What to produce — Could you transcribe the records below exactly, leaving out every picture?
---------- Entries shown
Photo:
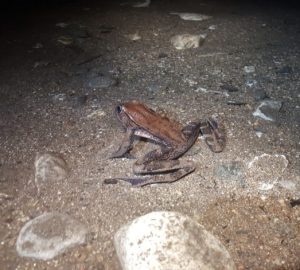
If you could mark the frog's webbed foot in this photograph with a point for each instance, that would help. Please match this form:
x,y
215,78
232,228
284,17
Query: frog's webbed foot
x,y
175,169
214,135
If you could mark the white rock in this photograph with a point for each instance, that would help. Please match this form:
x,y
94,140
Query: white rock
x,y
249,69
265,186
49,167
146,3
169,241
187,41
49,235
134,37
191,16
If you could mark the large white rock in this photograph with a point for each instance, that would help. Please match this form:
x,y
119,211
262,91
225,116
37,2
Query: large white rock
x,y
169,241
49,235
187,41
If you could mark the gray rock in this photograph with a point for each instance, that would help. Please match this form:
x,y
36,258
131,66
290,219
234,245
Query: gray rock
x,y
230,172
49,235
259,94
288,184
100,81
268,109
267,167
187,41
169,240
191,16
251,83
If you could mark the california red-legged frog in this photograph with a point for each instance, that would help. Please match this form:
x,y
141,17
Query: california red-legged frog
x,y
141,121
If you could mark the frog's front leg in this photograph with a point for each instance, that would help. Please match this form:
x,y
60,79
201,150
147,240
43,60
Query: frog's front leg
x,y
159,166
126,144
162,171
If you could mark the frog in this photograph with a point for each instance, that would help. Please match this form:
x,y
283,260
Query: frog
x,y
162,164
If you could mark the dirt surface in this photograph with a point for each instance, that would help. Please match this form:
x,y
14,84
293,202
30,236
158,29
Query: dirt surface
x,y
47,104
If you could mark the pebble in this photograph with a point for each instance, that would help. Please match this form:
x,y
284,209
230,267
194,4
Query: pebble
x,y
146,3
65,40
285,70
38,46
100,81
134,37
268,109
267,166
62,25
187,41
259,94
49,168
249,69
191,16
169,240
232,171
287,184
265,186
58,97
251,83
49,235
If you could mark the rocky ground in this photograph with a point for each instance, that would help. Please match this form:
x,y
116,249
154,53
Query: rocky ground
x,y
64,69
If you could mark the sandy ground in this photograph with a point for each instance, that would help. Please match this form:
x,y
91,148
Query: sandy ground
x,y
46,104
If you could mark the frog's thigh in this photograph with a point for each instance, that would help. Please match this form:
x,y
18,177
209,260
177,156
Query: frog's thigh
x,y
160,166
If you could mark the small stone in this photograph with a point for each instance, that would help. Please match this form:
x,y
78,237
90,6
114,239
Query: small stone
x,y
268,109
101,81
134,37
249,69
229,88
191,16
169,240
251,83
267,166
162,55
157,86
232,171
65,40
49,168
187,41
58,97
105,29
76,31
49,235
38,46
146,3
287,184
285,70
265,186
62,25
259,94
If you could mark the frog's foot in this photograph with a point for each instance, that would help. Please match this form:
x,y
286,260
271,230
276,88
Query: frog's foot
x,y
214,135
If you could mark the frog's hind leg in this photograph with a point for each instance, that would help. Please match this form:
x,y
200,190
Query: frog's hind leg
x,y
175,170
214,135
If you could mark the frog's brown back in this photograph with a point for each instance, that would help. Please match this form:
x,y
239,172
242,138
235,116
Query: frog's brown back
x,y
155,123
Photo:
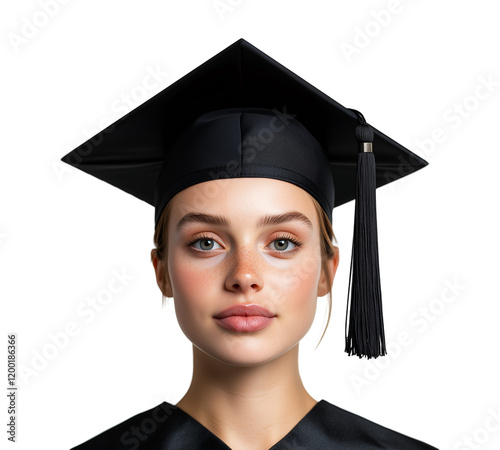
--------------------
Answer area —
Photo:
If you could mark the frog's webbed foot in this photograph with a point for each instance, that would help. Please match this form:
x,y
215,78
232,228
284,17
Query: frog's webbed foot
x,y
175,169
214,135
If you could mark the white rock in this photograph with a point for each instance, that would help. Please match this form:
x,y
94,140
Query: white rock
x,y
249,69
265,186
49,167
146,3
169,241
187,41
49,235
134,37
191,16
If you could mark the large white rock in this photograph with a point for each instance, that would help. Please match this form:
x,y
119,211
262,91
225,116
37,2
Query: large white rock
x,y
169,241
49,235
187,41
If you could mark the gray rock in this photograph with a point for each instance, that would help. Please match this form:
x,y
36,258
131,66
290,219
234,245
Query: gray rock
x,y
230,172
49,235
259,94
288,184
100,81
268,109
267,167
187,41
169,240
191,16
251,83
If you could mark the california red-legged frog in this photograph with a point for each instance, that would help. Please match this form:
x,y
141,17
Query: california red-legged frog
x,y
141,121
If you could mark the frog's front leg in this photograph with a point for each instance, that would help. Please match this form:
x,y
60,79
201,150
147,240
43,60
Query: frog's front leg
x,y
159,166
126,144
162,171
If you could mark the frog in this photograph with a point for each instance, that would help. Please match this form:
x,y
283,260
Query: frog
x,y
162,164
If you could mark the dirt surface in this photograph with a point for each instance, that would help. Please match this form:
x,y
14,84
293,202
30,236
158,29
Query: dirt surface
x,y
47,104
If you could mark the pebble in this photograph with a point for each instance, that would help. Please match this form:
x,y
284,209
230,267
194,4
Query: pebble
x,y
146,3
65,40
285,70
38,46
100,81
134,37
268,109
267,166
62,25
187,41
259,94
49,168
249,69
191,16
169,240
232,171
287,184
265,186
58,97
251,83
49,235
If you could mark the rocky ground in this photograph with a point for each instance, that would help. Please match this form:
x,y
116,249
154,53
Query: rocky ground
x,y
64,69
If you could mark the sandy ground in this photograph with a point for each instance, that would help. Please match this form:
x,y
91,148
Query: sandy ground
x,y
46,104
If you could mark the frog's thigh in this photograph with a point for each instance, that would help. Please match this form:
x,y
18,177
209,260
177,156
Query: frog's thigh
x,y
160,166
If you could mark the small stone in this photograph with a point for each instance, that would help. Please match this form:
x,y
78,237
90,6
114,239
Query: small stone
x,y
268,109
101,81
134,37
249,69
229,88
191,16
169,240
251,83
267,166
162,55
157,86
232,171
65,40
49,168
187,41
58,97
105,29
76,31
49,235
38,46
146,3
287,184
285,70
265,186
62,25
259,94
If you could mark the frog's foot in this photograph with a point for each instance, that would help. Please match this form:
x,y
286,260
271,230
276,88
Query: frog's foot
x,y
214,135
If you could mark the frog's hind leg in this photograph with a point for each instance, that would help. Please match this form:
x,y
200,190
Query: frog's hind leg
x,y
175,170
214,135
If you could mark the frog's brown back in this photograph with a point for each instance, that would help. Please match this form:
x,y
239,172
242,138
235,116
Query: frog's brown back
x,y
155,123
Photo:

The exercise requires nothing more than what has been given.